**Objetivo declarado 1:**
Responda às perguntas abaixo com base no texto sobre as esculturas de Francisco Brennand.
(a) Qual é o grande tema na escultura de Francisco Brennand?
(b) A partir de que década as esculturas passaram a ter forte carga sexual?
(c) Segundo o artista, a reprodução seria o equivalente a quê?
**Objetivo declarado 2:**
Dê continuidade ao texto sobre as esculturas de Francisco Brennand a partir da última frase apresentada.

**Trecho fornecido:**
....

As Mulheres do Oleiro

Moacir Pimentel

fotografia Moacir Pimentel


A mulher é o grande tema na escultura, o centro da sua criação artística de Francisco Brennand. Há fases florais, nas quais o artista  se apossa do reino vegetal e amplia e alonga e incha e puxa e encolhe, sem se preocupar se o seu traço contraria a forma original. Segundo o artista lhe é impossível, no entanto, criar qualquer forma nova, garantindo que tudo o que faz é apenas inventar variantes das formas originais que lhe são propostas pela natureza.

Já nas galerias, nos Salões das Esculturas, se misturam todas as personagens da mente delirante de Brennand, inclusive na forma original de maquetes.

fotografia Moacir Pimentel


A partir da década de 70, as esculturas passaram a ter forte carga sexual, mas sempre relacionada com um dos temas obsessivos da obra do artista: a reprodução. Se nas formas vegetais - o onipresente caju e a saliente castanha - a sexualidade era apenas insinuada, nas fases que se seguiram ela passou a ser trabalhada mais à flor das peles. No entanto, Francisco Brennand rejeita veementemente a simplificação do seu trabalho como “erótico”, como lemos abaixo:

“Tenho insistido nos símbolos do amor e da reprodução; ainda mais categórico pareço, quando ouso afirmar que a reprodução seria o equivalente a eternidade. Nada mais espiritual do que o próprio fato da reprodução da espécie. A reprodução, em todas as suas mais variadas formas sexuadas ou assexuadas, se estende a todos os seres vivos e alcança, inclusive, a nossa interpretação do universo: as estrelas também nascem, vivem e morrem. Continuo a afirmar que o meu trabalho de escultura nada tem de erótico. Não é erótico, na medida em que é acompanhado por uma pesada carga sexual, sempre enigmática, dolorosa e nunca resolvida.”

....

**Dados brutos:**
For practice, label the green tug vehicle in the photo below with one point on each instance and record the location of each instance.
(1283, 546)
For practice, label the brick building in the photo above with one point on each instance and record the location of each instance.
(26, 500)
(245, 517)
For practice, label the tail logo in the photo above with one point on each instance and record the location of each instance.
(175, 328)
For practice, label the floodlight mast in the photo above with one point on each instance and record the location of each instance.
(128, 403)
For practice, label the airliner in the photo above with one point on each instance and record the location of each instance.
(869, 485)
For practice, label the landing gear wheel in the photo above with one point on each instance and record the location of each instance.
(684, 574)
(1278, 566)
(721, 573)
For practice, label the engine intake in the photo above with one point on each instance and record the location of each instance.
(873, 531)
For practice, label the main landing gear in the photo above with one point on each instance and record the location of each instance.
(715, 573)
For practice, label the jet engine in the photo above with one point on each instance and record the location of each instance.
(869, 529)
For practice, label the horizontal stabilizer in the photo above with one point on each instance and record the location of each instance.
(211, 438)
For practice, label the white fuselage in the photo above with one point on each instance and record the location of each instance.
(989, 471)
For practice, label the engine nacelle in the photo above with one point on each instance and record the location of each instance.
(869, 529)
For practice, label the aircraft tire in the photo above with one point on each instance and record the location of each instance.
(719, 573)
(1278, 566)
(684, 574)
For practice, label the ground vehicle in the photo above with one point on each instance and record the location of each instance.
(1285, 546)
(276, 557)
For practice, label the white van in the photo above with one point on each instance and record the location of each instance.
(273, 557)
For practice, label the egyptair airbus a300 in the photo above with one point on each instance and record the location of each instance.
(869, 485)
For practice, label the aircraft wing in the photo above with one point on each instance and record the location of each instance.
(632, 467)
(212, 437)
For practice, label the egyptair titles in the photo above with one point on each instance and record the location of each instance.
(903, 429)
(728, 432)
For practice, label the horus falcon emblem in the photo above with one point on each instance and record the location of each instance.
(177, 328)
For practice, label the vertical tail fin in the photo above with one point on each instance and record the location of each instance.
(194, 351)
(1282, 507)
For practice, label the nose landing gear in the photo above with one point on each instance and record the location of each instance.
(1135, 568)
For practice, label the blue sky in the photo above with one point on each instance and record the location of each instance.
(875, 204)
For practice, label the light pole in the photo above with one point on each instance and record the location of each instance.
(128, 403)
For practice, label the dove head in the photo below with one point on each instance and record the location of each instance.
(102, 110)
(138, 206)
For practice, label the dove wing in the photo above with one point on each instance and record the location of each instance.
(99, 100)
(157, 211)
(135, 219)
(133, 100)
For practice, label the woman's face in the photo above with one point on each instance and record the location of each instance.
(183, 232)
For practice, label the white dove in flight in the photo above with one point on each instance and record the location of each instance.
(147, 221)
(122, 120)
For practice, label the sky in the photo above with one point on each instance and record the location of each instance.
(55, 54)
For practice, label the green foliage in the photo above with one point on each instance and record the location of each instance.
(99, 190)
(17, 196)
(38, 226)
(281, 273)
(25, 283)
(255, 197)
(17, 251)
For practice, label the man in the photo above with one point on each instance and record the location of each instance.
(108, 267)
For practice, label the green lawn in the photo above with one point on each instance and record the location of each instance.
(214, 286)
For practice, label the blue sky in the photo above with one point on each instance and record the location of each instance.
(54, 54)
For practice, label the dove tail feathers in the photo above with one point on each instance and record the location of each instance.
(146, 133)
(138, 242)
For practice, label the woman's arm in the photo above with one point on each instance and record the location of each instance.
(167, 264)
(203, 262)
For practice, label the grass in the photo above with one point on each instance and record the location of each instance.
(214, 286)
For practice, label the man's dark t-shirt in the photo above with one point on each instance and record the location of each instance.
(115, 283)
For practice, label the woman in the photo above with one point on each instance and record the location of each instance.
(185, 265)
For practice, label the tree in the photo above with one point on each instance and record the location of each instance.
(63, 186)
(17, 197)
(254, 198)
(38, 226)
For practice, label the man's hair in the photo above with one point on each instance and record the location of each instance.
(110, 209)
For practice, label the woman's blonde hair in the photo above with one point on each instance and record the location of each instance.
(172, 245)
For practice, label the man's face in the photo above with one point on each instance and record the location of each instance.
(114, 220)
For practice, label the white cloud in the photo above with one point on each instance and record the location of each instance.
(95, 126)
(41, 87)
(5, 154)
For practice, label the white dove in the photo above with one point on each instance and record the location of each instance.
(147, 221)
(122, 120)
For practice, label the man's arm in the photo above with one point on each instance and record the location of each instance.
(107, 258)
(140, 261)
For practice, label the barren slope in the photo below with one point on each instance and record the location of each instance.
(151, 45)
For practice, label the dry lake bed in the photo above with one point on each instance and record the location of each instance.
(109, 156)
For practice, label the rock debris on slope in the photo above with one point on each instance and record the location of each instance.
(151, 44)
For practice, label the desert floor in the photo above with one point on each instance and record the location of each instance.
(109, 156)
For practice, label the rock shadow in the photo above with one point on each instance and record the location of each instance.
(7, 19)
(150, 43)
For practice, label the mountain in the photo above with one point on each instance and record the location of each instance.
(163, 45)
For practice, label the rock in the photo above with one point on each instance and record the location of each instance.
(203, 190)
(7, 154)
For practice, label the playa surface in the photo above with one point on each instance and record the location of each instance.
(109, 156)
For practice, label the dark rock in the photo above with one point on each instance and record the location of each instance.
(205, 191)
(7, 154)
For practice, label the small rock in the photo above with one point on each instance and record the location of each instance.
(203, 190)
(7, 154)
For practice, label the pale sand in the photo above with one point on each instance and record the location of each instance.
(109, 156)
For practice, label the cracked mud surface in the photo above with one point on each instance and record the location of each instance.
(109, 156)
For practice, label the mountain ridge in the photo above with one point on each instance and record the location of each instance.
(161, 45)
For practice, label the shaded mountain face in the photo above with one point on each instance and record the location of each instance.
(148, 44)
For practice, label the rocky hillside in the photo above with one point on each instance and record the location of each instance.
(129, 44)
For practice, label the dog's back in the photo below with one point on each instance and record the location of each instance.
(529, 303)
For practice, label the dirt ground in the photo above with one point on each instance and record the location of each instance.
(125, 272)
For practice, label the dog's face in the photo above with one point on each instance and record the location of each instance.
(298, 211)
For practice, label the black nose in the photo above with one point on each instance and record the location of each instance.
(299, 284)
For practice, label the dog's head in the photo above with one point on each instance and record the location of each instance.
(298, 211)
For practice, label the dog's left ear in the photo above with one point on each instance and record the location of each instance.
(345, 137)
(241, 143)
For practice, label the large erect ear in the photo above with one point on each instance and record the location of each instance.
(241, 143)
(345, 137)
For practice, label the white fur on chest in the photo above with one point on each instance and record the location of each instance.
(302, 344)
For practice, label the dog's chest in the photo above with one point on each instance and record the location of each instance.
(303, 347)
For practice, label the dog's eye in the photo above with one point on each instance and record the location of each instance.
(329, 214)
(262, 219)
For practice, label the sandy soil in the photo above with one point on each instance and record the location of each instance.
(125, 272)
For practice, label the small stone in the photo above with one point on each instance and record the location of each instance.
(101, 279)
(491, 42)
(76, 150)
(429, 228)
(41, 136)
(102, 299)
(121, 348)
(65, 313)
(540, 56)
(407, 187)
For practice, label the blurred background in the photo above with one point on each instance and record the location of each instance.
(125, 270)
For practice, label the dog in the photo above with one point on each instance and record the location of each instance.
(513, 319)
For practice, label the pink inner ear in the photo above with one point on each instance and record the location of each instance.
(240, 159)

....

**Resultado do exercício 1:**
(a) A mulher.
(b) A partir da década de 70.
(c) À eternidade.

**Resultado do exercício 2:**
fotografia Moacir Pimentel


Nos anos oitenta e noventa as mulheres de Brennand se tornaram greco-romanas. Como a Galatea, devolvendo a vida ao belo amante, na forma de um rio de águas cristalinas formado pelas lágrimas choradas por ela.


fotografia Moacir Pimentel


As gregas e as romanas de Brennand – umas doze pelo menos – irmanadas com outras figuras femininas retiradas da história se encontram em Porto Alegre, numa exposição chamada Senhor da Várzea, da Argila e do Fogo e, infelizmente, não puderam ser fotografadas.

Todas as senhoras são criaturas absolutamente infelizes, profundamente estressadas, cujas cabeças de longos cabelos negros são violentamente lançadas para trás, o que lhes ressalta as gargantas disformes e salientes nos fazendo pensar que lhes quebraram os pescoços. Elas são carinhosamente chamadas de... As Degoladas. O que inspirou Brennand a esculpi-las é aquilo que elas têm em comum: a angústia e o infortúnio. Diz o artista:

“Há uma quantidade enorme de mulheres da mitologia greco-romana e de figuras femininas retiradas da história – às vezes da ficção – que na verdade só me atraíam por seu infortúnio. Um infortúnio feminino como centro de gravidade do universo passional. Eu não explico nada, porque não saberia explicar. Simplesmente convivi com elas e ainda convivo”.

Sobre suas musas o artista, inclusive, recita:

“Minha escultura Galatea, a donzela branca, mais do que as outras, exemplifica esta imagem de uma dor permanente. Tenho ainda os casos de Antígona, de Hiera, de Halia, de Lara. Há, ainda, Maria Antonieta na Conciergerie, mas isso é uma outra história, como disse a poetisa Deborah Brennand no final de seu poema Cadafalso”.

“E não voltou a face, sabe-se.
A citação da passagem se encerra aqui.